* TEXT TO READ
%%

Nikolai Vekšin (;  in Haapsalu, Governorate of Estonia, Russian Empire – 15 January 1951 in Norillag, Norilsk, Russian SFSR, USSR) was a Russian and Estonian sailor and helmsman of the bronze-medallist Estonian team at the 1928 Amsterdam Olympic Games.

Vekšin graduated from the Karl May School and the Imperator's Petersburg Institute of Technology. He began sailing in 1911 in the Imperial St. Petersburg Yacht Club.

In the 1912 Summer Olympics he was a reserve sailor of the Russian team.

During the Russian Civil War, Vekšin served as an officer in the White Army.

In 1928 he was the helmsman of the Estonian boat Tutti V which won the bronze medal in the 6 metre class; the crew also included William von Wirén, Georg Faehlmann, Andreas Faehlmann and Eberhard Vogdt. It was the only event in the history of the Olympics when five Estonian sportspeople won medals.

%%

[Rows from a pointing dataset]

%%

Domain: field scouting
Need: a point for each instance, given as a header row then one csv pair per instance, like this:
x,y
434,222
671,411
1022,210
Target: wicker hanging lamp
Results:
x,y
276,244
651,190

%%

* PROBLEMS
a) According to the Vekšin biography, what was the name of the Estonian boat he steered at the 1928 Olympic Games?
b) Extend the Vekšin biography beyond its last sentence.
The items are separate material, apart from the Vekšin biography.

* RESULTS IN ORDER
a) Tutti V

b)
After World War II and the Soviet re-occupation of Estonia Vekshin continued yacht racing. He won a silver medal of the USSR championship in 1945. He received his Soviet Master of sports title the same year.

In 1949, Vekšin was arrested by the Soviet authorities. In 1951, he died in the Norillag prison camp in Norilsk, northern Siberia.

References

External links
 
 

1887 births
1951 deaths
Sportspeople from Haapsalu
People from the Governorate of Estonia
Estonian people of Russian descent
Estonian male sailors (sport)
Soviet male sailors (sport)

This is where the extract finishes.